• [Исходный текст]
В записях исторического содержания Герцен постоянно проводит аналогии с современностью и тем самым выстраивает их в своеобразную логическую схему с регулярными подъемами и возвращениями назад, которая напоминает записи-воспоминания личного характера. Для Герцена лично проживаемое время и время историческое не разделены, они образуют не два не сходящихся потока, а совпадают в своих главных тенденциях и направлениях. В дневнике, как позднее в мемуарах, будут представлены три линии развития событий: личная судьба Герцена, судьба его поколения и движение «большой» истории. Но последняя дана в дневнике пока что теоретически, на уровне литературно-философского анализа, а не как элемент личного опыта участника социально-исторических событий: «Поразительное сходство современного состояния человечества с предшествующими Христу годами <…>» (с. 344); ««Искупление, примирение, возрождение и приведение всего в первоначальное состояние» – слова, произносимые тогда и теперь» (с. 345).
Время и пространство имеют для Герцена не только психологическое и историческое значение. В таких формах они выступают в проблемных записях личного характера и в тех, которые касаются судеб человечества. В поздних дневниках 1840-х годов все чаще актуальные вопросы общественной жизни становятся предметом внимания писателя, и хронотоп в отдельных записях имеет тенденцию к континуальному охвату явлений. Герцен устанавливает между удаленными и логически не связанными событиями смысловую связь, наподобие той, которая имела место в исторических штудиях автора «Дилетантизма в науке». Здесь горизонтальная парадигма времени – пространства сменяет спиральную: «Москва 15 <сентября 1844 г.> Давно приехал <…> Первая новость, которую я услыхал, – происшествие на Лепешкинской фабрике; какие-то гг. Дубровины отдали в кабалу 700 человек крестьян, оторвавши их от семейств <…> В pendant. А суд парламента освободил О’Коннелл. Великая страна <…>» (с. 380).

Позиции данных
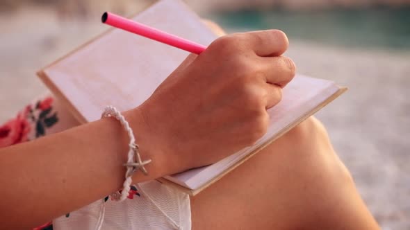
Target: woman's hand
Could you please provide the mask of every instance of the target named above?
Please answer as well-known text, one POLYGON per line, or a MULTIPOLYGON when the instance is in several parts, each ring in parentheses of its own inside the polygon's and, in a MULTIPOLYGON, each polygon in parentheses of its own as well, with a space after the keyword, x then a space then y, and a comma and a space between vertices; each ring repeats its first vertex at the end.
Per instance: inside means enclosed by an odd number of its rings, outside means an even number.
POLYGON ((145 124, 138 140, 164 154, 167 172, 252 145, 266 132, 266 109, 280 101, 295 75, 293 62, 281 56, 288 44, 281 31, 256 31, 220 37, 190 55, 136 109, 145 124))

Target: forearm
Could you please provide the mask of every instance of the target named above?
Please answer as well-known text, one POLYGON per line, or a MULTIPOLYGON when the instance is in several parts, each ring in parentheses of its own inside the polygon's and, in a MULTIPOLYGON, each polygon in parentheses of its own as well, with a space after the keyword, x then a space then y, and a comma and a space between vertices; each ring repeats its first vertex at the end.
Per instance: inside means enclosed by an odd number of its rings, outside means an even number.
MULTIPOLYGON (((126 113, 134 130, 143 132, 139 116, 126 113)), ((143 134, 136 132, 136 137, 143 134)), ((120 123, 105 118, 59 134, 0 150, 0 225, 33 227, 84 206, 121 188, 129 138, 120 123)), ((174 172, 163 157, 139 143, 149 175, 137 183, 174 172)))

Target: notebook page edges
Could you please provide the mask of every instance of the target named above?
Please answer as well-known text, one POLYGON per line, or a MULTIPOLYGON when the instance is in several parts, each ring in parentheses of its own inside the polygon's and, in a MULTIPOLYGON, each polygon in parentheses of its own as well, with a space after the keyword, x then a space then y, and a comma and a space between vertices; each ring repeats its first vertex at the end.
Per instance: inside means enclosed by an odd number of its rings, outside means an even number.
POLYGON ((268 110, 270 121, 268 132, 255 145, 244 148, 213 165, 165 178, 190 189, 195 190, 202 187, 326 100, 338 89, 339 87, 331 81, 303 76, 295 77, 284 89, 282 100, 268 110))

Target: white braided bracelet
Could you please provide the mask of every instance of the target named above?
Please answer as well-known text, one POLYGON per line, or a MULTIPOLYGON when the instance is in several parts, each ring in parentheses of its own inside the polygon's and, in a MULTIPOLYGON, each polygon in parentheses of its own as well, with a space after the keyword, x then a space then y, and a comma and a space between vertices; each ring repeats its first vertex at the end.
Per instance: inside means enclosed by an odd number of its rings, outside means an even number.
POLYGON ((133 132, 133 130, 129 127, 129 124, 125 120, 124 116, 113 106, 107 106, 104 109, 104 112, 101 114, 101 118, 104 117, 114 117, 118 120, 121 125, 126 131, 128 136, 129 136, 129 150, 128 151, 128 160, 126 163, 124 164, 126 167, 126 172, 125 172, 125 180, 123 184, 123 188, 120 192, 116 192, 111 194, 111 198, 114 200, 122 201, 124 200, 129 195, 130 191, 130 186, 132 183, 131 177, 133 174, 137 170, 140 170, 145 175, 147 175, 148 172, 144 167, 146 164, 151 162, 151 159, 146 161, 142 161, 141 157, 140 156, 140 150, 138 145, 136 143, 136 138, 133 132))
==
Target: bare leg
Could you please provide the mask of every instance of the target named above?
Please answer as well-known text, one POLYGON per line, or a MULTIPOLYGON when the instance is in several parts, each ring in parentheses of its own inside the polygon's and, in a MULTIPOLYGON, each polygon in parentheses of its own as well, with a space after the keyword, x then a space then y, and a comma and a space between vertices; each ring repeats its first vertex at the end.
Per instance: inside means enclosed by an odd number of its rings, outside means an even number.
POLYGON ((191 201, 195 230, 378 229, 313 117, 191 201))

• [Короткая задача 1] Какие три линии развития событий, по тексту о дневниках Герцена, представлены в его дневнике?
• [Короткая задача 2] Согласуются ли с текстом о дневниках Герцена следующие утверждения? (a) Для Герцена лично проживаемое время и историческое время разделены. (b) «Большая» история дана в дневнике как элемент личного опыта участника событий. (c) В поздних дневниках 1840-х годов Герцен все чаще обращается к актуальным вопросам общественной жизни.

• [Ответ на задание 1] Личная судьба Герцена, судьба его поколения и движение «большой» истории.

• [Ответ на задание 2]
(a) Нет: «Для Герцена лично проживаемое время и время историческое не разделены».
(b) Нет: «последняя дана в дневнике пока что теоретически, на уровне литературно-философского анализа, а не как элемент личного опыта участника социально-исторических событий».
(c) Да: «В поздних дневниках 1840-х годов все чаще актуальные вопросы общественной жизни становятся предметом внимания писателя».